- YOUR INSTRUCTIONS -
Your task is to repeat the records exactly from the line containing "of the desert" onward, through the final line.

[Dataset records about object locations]

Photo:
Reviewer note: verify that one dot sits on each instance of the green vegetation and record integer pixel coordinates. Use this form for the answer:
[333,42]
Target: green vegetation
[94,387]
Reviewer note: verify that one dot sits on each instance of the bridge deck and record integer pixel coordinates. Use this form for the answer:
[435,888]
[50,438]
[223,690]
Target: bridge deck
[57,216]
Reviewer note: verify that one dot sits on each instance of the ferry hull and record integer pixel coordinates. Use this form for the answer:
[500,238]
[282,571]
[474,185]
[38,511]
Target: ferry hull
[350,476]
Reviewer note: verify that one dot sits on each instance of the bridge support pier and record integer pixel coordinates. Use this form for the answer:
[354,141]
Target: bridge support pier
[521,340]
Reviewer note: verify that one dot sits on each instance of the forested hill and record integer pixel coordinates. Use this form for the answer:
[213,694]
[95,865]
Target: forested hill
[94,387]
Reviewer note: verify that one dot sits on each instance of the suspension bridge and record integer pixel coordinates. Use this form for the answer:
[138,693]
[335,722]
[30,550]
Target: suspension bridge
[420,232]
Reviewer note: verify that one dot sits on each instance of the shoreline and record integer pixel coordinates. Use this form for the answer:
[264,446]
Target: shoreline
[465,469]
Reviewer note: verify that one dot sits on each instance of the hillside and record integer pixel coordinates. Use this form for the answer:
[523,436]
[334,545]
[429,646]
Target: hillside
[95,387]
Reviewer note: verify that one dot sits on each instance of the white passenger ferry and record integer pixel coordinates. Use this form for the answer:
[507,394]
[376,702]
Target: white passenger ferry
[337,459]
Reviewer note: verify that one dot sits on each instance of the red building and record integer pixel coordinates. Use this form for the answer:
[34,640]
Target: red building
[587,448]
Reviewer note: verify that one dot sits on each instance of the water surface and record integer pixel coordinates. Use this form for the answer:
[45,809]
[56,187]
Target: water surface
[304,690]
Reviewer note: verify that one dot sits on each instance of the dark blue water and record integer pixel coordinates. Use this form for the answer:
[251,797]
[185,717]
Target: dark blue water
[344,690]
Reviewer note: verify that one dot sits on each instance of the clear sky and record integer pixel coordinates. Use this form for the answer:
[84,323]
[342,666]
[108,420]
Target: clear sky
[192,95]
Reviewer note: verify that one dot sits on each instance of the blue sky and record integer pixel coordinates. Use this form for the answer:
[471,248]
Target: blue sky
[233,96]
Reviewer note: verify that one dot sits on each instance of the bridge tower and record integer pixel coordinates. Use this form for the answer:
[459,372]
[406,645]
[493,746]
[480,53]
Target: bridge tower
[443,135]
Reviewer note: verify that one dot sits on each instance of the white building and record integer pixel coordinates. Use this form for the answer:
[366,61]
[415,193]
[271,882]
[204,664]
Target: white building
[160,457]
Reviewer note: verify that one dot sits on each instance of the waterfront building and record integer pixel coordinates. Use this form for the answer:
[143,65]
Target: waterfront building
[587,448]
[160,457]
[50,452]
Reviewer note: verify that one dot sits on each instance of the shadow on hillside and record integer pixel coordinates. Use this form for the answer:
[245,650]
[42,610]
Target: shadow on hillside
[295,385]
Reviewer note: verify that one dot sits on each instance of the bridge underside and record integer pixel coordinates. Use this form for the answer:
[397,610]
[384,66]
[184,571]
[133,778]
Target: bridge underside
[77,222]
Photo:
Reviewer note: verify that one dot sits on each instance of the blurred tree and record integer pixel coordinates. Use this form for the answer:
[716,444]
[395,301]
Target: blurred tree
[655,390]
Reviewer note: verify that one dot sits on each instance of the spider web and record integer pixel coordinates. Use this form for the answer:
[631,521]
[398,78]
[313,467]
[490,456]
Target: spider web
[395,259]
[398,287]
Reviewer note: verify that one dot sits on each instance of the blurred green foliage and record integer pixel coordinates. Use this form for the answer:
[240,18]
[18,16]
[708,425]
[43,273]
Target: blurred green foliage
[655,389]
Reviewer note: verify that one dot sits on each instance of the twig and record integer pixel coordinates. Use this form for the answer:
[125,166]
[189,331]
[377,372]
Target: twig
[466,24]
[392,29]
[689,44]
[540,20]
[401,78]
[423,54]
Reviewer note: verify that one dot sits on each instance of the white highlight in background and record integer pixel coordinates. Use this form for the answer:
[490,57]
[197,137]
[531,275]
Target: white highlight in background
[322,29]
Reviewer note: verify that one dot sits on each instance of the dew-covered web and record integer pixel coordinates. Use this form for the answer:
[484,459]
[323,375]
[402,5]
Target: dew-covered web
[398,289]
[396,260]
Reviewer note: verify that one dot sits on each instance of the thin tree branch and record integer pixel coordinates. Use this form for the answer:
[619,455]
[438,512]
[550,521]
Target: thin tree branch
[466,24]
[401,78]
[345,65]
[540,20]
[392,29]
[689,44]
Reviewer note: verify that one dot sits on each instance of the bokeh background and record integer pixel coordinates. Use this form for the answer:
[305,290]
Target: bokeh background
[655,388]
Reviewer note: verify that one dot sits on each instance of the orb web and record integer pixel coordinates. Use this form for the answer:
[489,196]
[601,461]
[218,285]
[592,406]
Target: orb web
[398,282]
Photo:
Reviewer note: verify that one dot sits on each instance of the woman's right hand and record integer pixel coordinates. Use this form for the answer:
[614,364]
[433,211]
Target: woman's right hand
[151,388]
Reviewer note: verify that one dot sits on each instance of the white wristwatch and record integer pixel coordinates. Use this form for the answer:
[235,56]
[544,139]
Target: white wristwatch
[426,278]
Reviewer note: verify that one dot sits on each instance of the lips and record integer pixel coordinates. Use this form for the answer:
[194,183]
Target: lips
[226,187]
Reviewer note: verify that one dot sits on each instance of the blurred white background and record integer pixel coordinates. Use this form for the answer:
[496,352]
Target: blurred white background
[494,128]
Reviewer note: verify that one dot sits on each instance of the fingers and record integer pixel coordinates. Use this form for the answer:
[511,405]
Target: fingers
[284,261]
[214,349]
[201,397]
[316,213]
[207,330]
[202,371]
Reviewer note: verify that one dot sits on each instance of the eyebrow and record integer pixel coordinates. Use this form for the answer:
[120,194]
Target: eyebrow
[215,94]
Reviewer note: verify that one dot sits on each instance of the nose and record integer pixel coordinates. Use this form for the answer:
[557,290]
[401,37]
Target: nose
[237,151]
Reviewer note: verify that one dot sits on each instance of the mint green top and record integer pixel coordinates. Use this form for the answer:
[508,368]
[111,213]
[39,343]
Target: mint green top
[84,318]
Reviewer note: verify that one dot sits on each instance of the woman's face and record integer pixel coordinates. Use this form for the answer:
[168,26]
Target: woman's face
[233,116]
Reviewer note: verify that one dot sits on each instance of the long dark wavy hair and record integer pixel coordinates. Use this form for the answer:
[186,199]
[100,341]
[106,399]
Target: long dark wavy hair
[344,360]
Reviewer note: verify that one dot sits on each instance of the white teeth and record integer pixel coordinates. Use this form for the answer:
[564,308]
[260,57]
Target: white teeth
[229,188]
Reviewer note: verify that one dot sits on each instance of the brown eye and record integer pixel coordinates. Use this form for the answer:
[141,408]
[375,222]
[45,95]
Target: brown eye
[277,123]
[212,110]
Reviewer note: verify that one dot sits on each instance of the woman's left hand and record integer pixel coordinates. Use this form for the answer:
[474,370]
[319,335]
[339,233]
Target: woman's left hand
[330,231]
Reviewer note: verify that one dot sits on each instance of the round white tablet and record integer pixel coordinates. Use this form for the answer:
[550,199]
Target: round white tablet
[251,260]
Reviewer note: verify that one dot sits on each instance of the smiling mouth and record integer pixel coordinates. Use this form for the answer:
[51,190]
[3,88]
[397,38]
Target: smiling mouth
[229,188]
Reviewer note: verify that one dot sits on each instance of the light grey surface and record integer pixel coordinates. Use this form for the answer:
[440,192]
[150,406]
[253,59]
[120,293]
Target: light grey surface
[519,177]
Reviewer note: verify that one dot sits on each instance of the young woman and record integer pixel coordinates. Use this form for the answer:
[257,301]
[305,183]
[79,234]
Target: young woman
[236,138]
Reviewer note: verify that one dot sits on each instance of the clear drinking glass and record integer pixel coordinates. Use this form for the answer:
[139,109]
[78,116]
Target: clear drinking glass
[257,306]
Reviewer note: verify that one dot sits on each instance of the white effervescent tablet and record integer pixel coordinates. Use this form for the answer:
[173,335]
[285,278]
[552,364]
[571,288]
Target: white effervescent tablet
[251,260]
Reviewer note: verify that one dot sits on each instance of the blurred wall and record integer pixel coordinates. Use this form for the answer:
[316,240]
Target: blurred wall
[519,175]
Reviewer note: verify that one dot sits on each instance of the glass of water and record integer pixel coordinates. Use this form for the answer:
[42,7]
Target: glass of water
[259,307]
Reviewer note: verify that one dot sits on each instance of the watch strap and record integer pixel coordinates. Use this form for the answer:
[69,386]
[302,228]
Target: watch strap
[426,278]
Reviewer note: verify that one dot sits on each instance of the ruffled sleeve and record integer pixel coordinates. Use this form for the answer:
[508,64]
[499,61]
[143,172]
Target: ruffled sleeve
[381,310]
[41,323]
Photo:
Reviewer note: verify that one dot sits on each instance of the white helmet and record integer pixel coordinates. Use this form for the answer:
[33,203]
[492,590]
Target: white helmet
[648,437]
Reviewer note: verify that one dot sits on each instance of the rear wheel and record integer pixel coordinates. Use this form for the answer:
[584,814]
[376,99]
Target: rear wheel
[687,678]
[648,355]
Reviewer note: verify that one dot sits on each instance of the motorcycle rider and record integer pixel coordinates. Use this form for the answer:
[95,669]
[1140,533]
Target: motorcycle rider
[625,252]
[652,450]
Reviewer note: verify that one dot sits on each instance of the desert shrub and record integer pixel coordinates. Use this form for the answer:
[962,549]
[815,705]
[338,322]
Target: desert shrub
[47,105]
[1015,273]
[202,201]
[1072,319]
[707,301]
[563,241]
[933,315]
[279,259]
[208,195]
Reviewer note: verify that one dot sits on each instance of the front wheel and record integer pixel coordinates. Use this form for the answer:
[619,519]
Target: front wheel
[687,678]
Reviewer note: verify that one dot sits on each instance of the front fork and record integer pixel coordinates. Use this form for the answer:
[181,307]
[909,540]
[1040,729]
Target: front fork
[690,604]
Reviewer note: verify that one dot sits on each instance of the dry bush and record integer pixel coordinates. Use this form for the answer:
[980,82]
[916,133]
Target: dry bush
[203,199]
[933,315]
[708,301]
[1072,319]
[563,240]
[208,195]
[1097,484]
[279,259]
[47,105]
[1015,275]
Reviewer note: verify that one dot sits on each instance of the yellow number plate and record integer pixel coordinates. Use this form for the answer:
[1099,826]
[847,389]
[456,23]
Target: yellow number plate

- WORKED SOLUTION -
Reviewer note: verify that one dot sits on each instance of the desert shrub and record integer pixel coordinates. Use this form for the answer:
[962,549]
[815,705]
[338,322]
Target: desert shrub
[47,105]
[1015,273]
[202,201]
[1072,319]
[707,301]
[563,241]
[933,315]
[279,259]
[208,195]
Reviewer note: verify that one dot sits on each instance of the front wheel and record integer pixel coordinates. Use this form for the answer:
[619,519]
Target: front wheel
[687,678]
Reviewer note: verify that one dot sits on each instance of the front fork and record integer pixel coordinates. Use this form for the answer:
[181,307]
[909,540]
[1040,729]
Target: front fork
[690,604]
Reviewer note: verify that one dot sits on each instance of the dry bush and record integer pixel coordinates. Use this form for the answer:
[980,82]
[916,133]
Target: dry bush
[203,199]
[933,315]
[708,301]
[1072,319]
[563,240]
[208,195]
[1097,484]
[279,259]
[47,105]
[1015,275]
Reviewer note: verify that one dot sits on each instance of the yellow number plate and record integer pixel coordinates. Use this form for the answer:
[1099,826]
[847,389]
[456,23]
Target: yellow number plate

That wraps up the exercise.